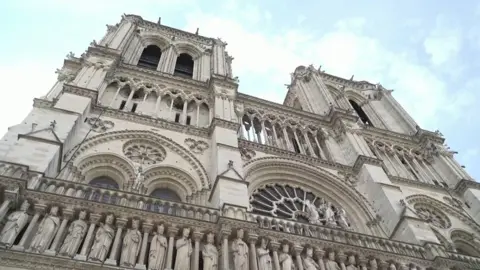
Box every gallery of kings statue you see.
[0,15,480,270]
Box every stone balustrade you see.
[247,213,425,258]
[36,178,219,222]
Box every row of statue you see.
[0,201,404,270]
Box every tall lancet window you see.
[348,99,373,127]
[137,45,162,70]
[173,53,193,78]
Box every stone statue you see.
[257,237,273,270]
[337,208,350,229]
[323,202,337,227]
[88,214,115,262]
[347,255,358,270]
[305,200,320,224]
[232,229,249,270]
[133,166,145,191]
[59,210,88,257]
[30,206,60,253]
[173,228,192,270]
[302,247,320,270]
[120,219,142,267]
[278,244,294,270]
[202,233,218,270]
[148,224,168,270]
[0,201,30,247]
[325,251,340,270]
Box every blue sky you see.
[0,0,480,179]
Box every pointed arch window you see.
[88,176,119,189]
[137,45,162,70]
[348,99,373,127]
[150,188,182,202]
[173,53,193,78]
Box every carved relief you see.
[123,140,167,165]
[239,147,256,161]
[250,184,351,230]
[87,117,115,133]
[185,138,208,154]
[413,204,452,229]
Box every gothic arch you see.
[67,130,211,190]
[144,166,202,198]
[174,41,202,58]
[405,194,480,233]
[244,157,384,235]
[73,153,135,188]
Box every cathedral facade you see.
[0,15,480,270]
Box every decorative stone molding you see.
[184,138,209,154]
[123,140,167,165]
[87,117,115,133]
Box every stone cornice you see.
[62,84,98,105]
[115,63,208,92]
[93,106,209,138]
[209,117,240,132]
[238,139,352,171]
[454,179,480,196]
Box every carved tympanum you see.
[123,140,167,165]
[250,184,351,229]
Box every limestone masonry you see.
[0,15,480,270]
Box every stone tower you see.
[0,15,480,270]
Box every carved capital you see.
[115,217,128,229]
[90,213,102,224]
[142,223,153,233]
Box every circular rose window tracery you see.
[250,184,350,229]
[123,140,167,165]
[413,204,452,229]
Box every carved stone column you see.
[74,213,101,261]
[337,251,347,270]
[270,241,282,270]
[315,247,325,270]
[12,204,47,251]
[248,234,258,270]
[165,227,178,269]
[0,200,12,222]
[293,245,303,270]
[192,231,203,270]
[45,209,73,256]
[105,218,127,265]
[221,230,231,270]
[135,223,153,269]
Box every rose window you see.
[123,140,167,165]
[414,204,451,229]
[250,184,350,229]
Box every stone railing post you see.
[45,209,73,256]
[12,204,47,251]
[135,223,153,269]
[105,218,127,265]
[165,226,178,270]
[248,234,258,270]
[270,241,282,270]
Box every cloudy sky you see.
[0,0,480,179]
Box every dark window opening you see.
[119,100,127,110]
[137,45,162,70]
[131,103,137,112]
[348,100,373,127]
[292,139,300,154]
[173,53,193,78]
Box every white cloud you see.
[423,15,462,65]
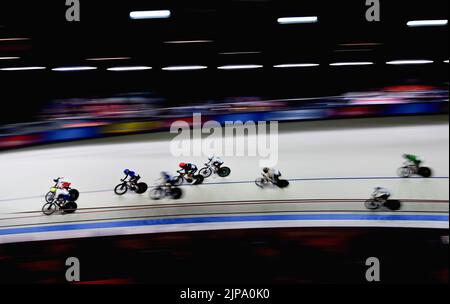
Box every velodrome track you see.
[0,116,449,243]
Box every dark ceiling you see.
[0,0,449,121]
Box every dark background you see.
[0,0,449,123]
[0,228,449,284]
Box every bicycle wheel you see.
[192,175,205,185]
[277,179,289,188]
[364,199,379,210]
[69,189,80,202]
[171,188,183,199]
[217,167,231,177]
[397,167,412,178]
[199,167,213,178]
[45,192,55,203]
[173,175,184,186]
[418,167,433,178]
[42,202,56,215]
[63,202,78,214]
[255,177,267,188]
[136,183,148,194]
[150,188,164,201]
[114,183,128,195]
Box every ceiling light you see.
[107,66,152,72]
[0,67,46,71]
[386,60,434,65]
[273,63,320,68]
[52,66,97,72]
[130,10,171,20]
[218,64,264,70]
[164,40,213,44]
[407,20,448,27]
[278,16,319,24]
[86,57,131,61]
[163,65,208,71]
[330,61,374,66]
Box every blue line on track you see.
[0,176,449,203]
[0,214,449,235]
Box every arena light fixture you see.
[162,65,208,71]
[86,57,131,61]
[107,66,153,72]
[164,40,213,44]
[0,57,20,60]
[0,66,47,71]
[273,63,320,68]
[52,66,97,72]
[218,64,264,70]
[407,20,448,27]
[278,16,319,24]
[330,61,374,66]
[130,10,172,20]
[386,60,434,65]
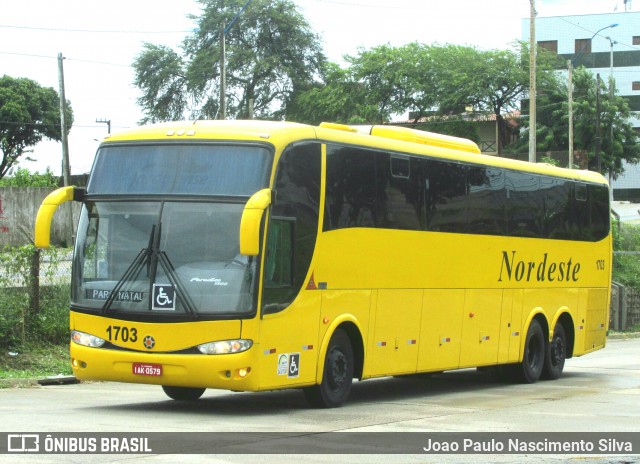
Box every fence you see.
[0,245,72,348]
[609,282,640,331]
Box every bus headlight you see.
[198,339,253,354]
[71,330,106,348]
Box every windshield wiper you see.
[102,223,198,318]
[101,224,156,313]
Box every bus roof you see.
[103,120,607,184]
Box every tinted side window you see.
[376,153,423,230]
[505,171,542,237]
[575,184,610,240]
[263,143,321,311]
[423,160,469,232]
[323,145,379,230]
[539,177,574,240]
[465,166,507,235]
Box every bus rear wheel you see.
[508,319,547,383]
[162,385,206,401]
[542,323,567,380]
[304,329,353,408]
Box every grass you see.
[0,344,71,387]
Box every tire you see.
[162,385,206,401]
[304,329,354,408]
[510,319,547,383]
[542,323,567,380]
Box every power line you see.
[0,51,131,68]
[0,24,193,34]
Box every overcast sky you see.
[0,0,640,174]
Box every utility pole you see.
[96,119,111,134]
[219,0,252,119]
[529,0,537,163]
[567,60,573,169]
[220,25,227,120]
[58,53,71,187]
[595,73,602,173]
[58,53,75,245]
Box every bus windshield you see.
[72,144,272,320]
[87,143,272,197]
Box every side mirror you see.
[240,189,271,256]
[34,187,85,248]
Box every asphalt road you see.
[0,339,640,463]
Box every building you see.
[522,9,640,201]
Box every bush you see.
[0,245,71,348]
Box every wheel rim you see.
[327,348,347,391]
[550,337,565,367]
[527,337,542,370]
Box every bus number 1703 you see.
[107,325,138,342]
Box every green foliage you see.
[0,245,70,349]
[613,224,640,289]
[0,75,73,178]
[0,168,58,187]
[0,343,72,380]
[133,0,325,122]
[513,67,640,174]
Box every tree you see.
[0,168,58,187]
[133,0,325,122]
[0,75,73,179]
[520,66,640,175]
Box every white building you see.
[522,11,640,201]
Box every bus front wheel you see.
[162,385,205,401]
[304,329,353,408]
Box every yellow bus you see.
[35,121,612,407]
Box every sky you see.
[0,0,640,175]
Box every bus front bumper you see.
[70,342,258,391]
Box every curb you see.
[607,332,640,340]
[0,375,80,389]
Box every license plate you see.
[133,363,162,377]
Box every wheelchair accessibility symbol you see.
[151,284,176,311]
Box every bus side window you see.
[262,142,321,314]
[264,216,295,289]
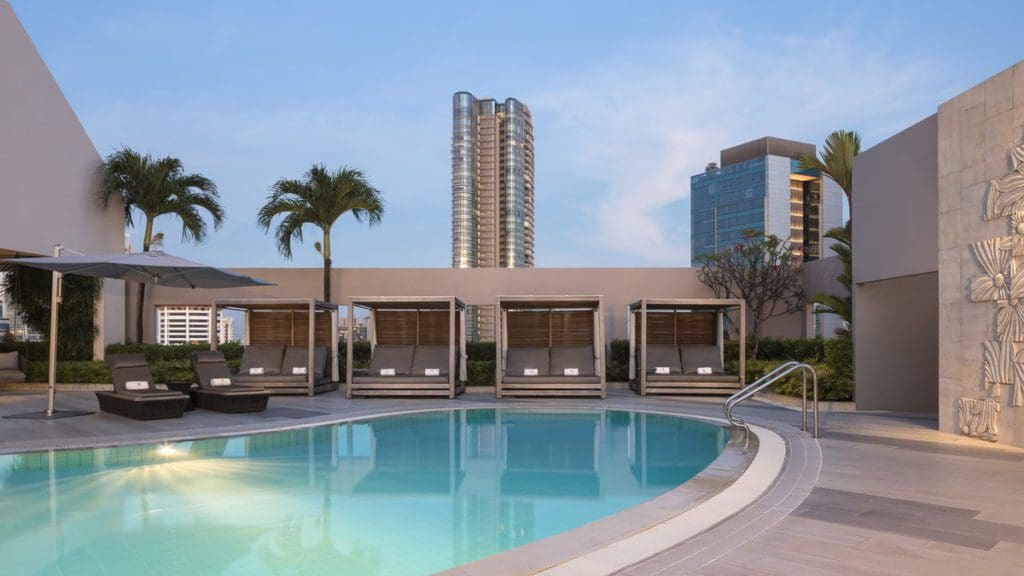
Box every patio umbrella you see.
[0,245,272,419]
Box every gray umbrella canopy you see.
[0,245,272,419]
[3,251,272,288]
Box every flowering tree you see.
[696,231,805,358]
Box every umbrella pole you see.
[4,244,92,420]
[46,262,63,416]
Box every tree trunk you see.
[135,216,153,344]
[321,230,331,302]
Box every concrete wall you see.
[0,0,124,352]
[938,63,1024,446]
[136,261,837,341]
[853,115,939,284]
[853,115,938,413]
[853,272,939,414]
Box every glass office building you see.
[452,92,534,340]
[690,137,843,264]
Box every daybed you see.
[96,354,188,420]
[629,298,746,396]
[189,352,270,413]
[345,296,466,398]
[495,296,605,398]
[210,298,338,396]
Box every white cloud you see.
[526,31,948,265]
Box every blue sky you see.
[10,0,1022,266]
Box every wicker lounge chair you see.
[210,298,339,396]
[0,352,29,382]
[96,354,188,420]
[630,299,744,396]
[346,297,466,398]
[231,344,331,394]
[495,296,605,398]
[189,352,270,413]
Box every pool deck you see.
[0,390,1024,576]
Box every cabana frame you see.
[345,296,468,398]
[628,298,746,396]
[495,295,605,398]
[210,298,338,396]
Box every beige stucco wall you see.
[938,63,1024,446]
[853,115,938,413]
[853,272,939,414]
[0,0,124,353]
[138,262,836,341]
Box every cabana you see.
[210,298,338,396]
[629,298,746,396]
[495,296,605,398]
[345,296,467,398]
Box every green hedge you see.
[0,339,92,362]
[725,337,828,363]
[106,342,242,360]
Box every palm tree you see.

- - -

Copy out verbatim every line of the listing from the line containing "Box every green hedge you see." through the end of the listing, both ends included.

*Written response:*
Box every green hedge you see.
[0,339,92,362]
[725,337,828,363]
[106,342,242,360]
Box every palm tree you see.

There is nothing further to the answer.